Start of Data supplied

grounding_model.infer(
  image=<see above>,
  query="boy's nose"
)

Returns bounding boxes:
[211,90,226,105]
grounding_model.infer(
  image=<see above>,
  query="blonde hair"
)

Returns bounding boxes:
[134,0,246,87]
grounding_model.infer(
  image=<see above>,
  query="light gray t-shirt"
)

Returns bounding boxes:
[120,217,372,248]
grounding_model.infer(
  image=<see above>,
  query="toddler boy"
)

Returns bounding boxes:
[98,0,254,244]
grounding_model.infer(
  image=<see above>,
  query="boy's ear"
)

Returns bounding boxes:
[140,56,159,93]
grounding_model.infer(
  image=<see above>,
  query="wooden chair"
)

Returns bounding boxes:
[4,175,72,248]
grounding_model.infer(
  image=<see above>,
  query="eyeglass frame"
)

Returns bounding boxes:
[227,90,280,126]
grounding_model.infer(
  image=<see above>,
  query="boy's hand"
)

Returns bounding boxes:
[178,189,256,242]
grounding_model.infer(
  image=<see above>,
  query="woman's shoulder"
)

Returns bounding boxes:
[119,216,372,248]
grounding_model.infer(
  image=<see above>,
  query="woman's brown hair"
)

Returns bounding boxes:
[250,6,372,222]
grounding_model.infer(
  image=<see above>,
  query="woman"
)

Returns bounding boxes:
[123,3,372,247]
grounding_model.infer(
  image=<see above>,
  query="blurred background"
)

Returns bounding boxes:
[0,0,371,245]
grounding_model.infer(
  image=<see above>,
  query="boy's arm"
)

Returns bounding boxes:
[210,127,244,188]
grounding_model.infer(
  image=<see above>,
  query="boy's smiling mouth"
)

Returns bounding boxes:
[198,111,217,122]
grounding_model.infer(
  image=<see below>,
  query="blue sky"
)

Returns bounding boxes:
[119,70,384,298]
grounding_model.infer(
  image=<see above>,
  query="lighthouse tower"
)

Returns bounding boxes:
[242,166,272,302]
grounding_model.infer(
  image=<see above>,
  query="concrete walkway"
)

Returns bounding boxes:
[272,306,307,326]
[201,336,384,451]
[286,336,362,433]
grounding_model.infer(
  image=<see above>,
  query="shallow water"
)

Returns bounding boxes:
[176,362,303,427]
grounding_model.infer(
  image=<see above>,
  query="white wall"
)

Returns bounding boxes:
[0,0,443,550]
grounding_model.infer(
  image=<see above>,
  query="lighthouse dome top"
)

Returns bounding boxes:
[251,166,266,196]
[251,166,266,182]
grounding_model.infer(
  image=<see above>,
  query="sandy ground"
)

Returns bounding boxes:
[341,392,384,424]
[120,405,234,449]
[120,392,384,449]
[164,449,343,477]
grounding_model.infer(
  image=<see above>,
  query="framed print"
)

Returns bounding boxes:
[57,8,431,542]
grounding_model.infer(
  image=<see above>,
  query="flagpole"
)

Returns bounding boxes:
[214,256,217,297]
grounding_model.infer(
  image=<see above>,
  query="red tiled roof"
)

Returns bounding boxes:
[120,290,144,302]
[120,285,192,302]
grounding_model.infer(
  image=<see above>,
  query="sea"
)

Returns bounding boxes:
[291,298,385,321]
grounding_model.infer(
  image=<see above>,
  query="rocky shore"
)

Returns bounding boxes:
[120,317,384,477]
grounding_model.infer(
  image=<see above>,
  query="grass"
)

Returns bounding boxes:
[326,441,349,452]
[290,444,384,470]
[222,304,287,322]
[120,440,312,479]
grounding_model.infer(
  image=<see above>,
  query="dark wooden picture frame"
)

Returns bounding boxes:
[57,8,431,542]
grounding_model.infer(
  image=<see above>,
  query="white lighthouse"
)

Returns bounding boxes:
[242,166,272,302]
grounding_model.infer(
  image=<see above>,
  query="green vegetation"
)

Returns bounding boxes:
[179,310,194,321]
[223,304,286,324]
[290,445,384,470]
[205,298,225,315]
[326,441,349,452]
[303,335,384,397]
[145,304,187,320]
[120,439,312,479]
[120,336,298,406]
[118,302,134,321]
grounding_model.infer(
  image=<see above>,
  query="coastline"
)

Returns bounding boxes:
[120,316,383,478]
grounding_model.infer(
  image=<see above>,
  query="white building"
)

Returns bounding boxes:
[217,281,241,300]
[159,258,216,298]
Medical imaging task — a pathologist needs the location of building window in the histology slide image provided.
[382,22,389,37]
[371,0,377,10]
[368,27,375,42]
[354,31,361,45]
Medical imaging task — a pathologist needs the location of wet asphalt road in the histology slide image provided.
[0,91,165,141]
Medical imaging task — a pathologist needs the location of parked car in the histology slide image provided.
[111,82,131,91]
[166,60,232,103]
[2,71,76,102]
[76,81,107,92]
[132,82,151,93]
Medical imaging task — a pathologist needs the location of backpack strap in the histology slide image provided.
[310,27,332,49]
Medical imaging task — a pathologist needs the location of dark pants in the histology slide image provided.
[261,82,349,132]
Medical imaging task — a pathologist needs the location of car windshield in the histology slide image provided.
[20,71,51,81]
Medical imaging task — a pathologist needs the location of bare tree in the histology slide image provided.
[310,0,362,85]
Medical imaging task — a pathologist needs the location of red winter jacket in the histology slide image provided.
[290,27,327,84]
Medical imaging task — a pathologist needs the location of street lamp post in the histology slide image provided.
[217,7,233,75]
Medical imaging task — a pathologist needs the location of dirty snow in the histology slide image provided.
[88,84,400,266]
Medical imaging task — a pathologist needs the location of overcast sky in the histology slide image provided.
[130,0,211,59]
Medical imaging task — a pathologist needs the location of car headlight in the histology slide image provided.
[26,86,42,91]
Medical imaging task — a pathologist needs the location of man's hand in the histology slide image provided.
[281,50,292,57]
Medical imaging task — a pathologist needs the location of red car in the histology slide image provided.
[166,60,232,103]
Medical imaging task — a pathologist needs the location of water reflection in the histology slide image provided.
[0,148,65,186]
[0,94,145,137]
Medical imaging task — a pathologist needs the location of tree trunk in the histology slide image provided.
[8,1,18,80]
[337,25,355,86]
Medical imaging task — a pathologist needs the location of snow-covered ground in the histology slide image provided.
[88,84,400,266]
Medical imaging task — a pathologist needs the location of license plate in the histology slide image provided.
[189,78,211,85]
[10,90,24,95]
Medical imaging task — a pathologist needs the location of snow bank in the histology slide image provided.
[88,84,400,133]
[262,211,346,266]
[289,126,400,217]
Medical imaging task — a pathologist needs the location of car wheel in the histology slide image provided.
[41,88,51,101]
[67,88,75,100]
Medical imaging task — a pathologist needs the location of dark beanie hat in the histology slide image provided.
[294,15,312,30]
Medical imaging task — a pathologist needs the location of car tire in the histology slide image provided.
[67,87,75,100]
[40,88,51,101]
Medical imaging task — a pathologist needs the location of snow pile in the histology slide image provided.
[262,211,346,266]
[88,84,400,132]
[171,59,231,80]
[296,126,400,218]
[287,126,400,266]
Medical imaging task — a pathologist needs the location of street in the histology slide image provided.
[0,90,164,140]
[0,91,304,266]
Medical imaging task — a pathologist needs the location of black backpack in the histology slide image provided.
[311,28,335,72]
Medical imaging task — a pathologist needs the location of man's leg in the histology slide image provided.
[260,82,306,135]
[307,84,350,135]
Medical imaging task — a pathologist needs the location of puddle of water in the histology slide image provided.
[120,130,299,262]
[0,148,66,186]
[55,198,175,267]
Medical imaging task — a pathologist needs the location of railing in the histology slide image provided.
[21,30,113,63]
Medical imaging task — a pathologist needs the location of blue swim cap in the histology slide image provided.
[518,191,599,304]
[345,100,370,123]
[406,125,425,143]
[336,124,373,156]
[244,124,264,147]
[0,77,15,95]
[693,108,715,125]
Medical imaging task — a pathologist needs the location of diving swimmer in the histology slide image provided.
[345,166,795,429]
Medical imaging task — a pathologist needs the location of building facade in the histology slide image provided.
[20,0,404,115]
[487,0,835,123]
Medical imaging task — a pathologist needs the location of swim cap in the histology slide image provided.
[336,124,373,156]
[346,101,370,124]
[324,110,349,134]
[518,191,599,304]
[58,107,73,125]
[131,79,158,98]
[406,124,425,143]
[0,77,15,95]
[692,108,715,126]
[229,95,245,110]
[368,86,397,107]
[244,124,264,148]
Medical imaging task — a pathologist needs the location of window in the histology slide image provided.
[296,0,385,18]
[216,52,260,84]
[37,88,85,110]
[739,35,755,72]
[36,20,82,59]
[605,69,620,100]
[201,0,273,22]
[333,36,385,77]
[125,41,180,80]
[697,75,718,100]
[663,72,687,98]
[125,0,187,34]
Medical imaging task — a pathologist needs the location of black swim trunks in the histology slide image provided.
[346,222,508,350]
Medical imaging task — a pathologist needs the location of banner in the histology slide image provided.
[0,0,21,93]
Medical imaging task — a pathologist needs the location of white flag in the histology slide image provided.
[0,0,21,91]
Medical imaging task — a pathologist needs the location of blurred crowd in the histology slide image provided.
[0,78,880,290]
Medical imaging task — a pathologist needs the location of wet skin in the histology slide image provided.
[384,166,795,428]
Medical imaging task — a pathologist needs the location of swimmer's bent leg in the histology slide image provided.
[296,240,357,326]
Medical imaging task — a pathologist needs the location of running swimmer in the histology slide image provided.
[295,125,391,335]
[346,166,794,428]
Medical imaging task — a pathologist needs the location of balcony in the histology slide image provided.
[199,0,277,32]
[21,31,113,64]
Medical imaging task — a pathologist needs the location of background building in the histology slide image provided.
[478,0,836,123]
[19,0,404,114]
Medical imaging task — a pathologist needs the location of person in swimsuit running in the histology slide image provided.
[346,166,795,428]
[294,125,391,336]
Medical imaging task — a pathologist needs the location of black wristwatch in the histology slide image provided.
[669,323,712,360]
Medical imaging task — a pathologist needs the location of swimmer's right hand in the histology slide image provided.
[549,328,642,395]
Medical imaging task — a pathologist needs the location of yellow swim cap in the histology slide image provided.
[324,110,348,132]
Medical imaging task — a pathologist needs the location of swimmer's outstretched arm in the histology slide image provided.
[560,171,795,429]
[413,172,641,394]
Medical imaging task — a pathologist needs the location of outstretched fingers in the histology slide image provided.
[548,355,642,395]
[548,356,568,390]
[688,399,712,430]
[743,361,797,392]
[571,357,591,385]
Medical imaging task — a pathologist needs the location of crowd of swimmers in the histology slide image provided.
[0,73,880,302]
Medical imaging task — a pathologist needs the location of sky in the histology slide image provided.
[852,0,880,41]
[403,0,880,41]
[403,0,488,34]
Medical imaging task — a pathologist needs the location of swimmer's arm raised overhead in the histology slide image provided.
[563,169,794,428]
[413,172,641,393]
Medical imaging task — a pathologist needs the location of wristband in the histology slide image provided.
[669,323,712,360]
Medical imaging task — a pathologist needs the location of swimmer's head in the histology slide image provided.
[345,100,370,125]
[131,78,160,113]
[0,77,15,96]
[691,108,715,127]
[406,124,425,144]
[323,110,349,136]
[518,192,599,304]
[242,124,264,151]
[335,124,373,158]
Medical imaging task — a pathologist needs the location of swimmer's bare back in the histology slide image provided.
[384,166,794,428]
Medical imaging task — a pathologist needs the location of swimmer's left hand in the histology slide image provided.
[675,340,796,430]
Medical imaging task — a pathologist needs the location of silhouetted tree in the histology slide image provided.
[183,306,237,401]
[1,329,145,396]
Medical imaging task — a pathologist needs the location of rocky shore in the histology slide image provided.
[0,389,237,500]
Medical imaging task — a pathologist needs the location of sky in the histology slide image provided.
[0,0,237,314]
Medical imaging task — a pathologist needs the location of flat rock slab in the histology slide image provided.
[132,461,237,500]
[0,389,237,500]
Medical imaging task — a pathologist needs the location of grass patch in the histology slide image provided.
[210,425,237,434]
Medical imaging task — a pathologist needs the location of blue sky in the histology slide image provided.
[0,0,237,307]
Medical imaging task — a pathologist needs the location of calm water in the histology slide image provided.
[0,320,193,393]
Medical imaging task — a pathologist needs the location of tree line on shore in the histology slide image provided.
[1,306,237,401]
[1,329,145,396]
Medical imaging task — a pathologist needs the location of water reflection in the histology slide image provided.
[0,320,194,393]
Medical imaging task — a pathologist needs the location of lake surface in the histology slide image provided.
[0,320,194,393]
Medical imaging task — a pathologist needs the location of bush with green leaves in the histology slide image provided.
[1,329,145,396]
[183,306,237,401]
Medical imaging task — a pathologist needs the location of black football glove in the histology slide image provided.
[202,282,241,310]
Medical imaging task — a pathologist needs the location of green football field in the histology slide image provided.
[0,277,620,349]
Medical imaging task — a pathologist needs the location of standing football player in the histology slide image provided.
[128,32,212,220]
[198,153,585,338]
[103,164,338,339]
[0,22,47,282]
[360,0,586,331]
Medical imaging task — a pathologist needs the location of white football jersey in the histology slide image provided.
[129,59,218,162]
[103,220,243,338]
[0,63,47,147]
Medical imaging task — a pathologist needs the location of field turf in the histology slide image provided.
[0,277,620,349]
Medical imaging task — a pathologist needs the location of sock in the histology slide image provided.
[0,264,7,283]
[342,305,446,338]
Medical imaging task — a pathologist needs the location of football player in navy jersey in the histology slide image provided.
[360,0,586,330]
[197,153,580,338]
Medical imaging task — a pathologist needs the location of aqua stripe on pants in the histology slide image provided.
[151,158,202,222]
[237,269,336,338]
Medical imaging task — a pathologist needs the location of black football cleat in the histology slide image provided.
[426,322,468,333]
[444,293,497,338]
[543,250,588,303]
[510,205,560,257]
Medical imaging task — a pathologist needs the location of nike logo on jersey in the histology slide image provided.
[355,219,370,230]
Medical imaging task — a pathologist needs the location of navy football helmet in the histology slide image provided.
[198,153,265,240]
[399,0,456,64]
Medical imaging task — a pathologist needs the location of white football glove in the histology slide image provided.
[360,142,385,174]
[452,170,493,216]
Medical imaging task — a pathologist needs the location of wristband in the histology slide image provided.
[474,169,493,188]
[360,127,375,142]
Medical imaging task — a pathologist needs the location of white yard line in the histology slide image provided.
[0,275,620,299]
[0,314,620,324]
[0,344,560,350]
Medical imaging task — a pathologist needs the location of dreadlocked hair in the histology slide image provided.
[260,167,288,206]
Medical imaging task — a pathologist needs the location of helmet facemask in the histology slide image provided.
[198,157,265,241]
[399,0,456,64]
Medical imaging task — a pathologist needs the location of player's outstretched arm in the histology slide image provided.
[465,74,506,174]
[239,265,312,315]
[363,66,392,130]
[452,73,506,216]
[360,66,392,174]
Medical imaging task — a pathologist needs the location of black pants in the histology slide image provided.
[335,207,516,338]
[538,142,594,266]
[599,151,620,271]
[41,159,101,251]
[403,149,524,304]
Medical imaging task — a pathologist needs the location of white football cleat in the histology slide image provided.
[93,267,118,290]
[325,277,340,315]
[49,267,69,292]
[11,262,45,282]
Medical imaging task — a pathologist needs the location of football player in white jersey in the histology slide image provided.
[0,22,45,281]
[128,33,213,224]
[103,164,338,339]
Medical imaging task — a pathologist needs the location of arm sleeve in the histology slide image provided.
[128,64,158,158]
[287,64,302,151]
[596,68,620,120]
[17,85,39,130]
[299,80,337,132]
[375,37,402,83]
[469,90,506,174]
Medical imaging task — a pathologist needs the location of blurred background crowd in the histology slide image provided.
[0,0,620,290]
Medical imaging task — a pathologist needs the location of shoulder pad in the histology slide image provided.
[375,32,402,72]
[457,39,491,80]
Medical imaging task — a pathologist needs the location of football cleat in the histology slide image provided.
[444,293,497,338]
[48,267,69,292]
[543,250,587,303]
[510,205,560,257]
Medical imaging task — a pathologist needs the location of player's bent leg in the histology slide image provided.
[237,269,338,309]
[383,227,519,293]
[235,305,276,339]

End of Data supplied

**Work to do**
Copy everything from the start of the records down to the line containing "[98,0,254,244]", switching "blonde hair" to "red hair" and leaving the rest unchanged.

**Response for this exercise**
grounding_model.infer(
  image=<see above>,
  query="boy's nose"
)

Returns bounding boxes:
[211,90,226,105]
grounding_model.infer(
  image=<see above>,
  query="red hair"
)

Returns bounding boxes:
[134,0,246,87]
grounding_model.infer(
  image=<see above>,
  query="light gray t-shirt"
)

Returns bounding boxes:
[120,217,372,248]
grounding_model.infer(
  image=<see above>,
  query="toddler boy"
)

Returns bounding boxes:
[98,0,254,244]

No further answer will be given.